Source information section start

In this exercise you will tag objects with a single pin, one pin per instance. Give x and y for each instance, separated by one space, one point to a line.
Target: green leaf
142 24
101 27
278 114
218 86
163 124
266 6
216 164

Source information section end

> _Work to be completed_:
The answer must be the data above, repeated exactly as it stands.

> _Solved exercise_:
In this exercise you will tag objects with a single pin, one pin per instance. Give x and y for each instance, separated by one space, one point to a line.
Target: green leaf
142 24
101 27
278 114
218 86
163 124
266 6
216 164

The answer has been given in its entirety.